Biz sözümüzü yerine getirmezsek adiyiz; ama suçlamasını kanıtlamazsa Demirkanlı adidir...

Not: Demirkanlı’nın nasıl bir ruh durumu içerisinde olduğunu anlamak için, Coşkun Büktel’in “DEMİRKANLI'YA (BİR KEZ DAHA) SON OLMASINI UMDUĞUM CEVAP” yazısını okumanızı salık veririz…

Büktel'in notu: Bulunmaz'ın "vermezsem adiyim" diyerek söz verdiği Limousine'in fotoğrafını görmek için, yukarıdaki yazının orijinal sayfasına götüren aşağıdaki linki tıklayabilirsiniz:

YALAN 27

(Bakınız: coskunbuktel.com)

23 Şubat 2008 Cumartesi

Demirkanlı, yalan üretme çiftliği kuruyor!

Sansür Makinesi 3. Abdülhamid ile birlikte Burak Caney piçini sanal tapınakta bulan, bu piçin ruhsal ikizi ve düşünsel akrabası Demirkanlı, adeta sağ eliyle Burak Caney olarak yazı yazıp, sol eliyle Burak Caney’i onaylıyor. Türkiye tiyatrosunun “Everesti” Theope oyununu yazan Coşkun Büktel ve Hilmi Bulunmaz’a kara çalmak için piyasaya sürülen Burak Caney’in direksiyonu, tamamıyla 3. Abdülhamid ile Yalan Makinesi Demirkanlı’nın elinde…

Tehdit, şantaj, iftira, yalan gibi insanlığa aykırı ne denli olumsuzluk varsa tümünü kullanan Demirkanlı, kendi pisliklerini bizim üzerimize yamamaya çalışıyor…

***

Demirkanlı diyor ki:

Bir haftadır deneme yayını yapmakta olan www.tiyatrooyun.org tehditle susturulmaya çalışılmış.

:::

**Hedef:** Okuma metninin "Büktel'in notu: Bulunmaz'ın" kısmından "(Bakınız: coskunbuktel.com)" kısmına kadar olan bölümünü, "fotoğrafını" yerine "resmini" koyarak yeniden yazar mısınız?

**Verilen girdiler:**
:::

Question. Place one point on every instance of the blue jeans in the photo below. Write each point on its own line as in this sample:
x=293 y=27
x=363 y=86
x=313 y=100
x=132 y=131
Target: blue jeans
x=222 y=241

:::

**Cevap:**
Büktel'in notu: Bulunmaz'ın "vermezsem adiyim" diyerek söz verdiği Limousine'in resmini görmek için, yukarıdaki yazının orijinal sayfasına götüren aşağıdaki linki tıklayabilirsiniz:

YALAN 27

(Bakınız: coskunbuktel.com)